* PASSAGE PROVIDED
I think the upper thermostat just needs to be replaced.  I'll pull it off and see the model number of that thermostat and order one then.  Actually, I think I am going to just go to Menard's tomorrow and try to see if this one will work: 

http://www.menards.com/main/plumbin...4452245333-c-8689.htm?tid=-116731187154853498

Does my assessment of the problem sound correct?  That it looks to be an issue with the upper thermostat?


----------



## Snoonyb (Aug 2, 2016)

Interesting, the insulators on my meters retract.

The thermostat may also be available locally, from a supplier or even ACE Hdw.


----------



## jeffmattero76 (Aug 3, 2016)

Have you checked both elements for continuity?


----------



## CallMeVilla (Aug 3, 2016)

* DIRECTIVES
1 – From the thermostat thread, reproduce everything from "I think the" down to "the upper thermostat?".
2 – Answer these questions using the thermostat thread.
(a) Which store does the first poster plan to go to tomorrow?
(b) Besides a supplier, where does Snoonyb say the thermostat might be available locally?
(c) What does jeffmattero76 ask whether both elements have been checked for?

* DATA SHOWN
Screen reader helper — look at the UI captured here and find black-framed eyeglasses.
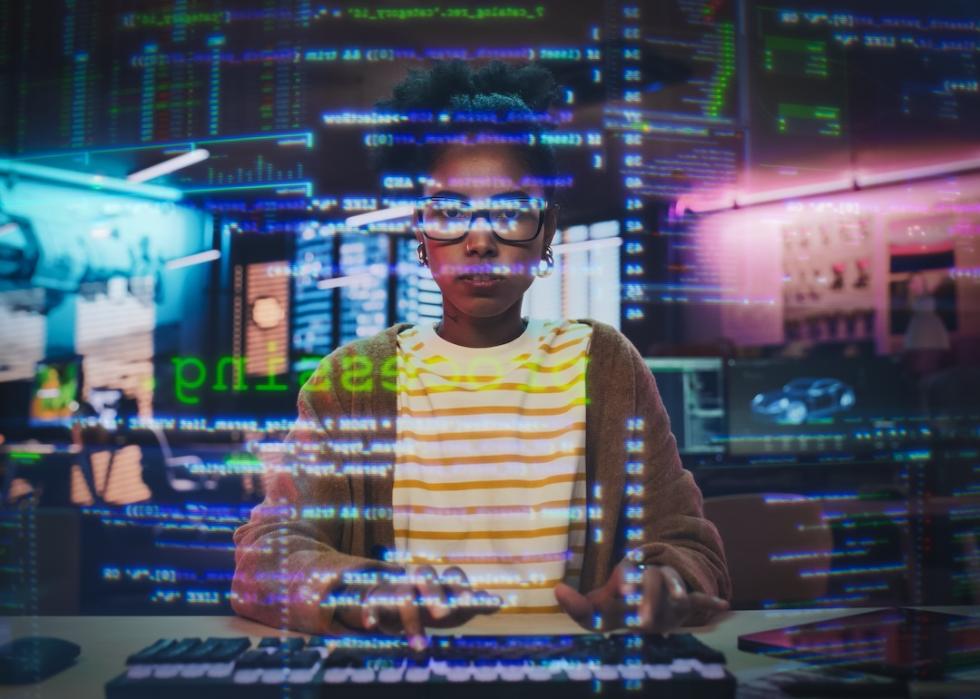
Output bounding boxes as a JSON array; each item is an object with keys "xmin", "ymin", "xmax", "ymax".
[{"xmin": 415, "ymin": 194, "xmax": 548, "ymax": 243}]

* OUTPUTS IN ORDER
1 –
I think the upper thermostat just needs to be replaced.  I'll pull it off and see the model number of that thermostat and order one then.  Actually, I think I am going to just go to Menard's tomorrow and try to see if this one will work: 

http://www.menards.com/main/plumbin...4452245333-c-8689.htm?tid=-116731187154853498

Does my assessment of the problem sound correct?  That it looks to be an issue with the upper thermostat?

2 –
(a) Menard's
(b) ACE Hdw.
(c) Continuity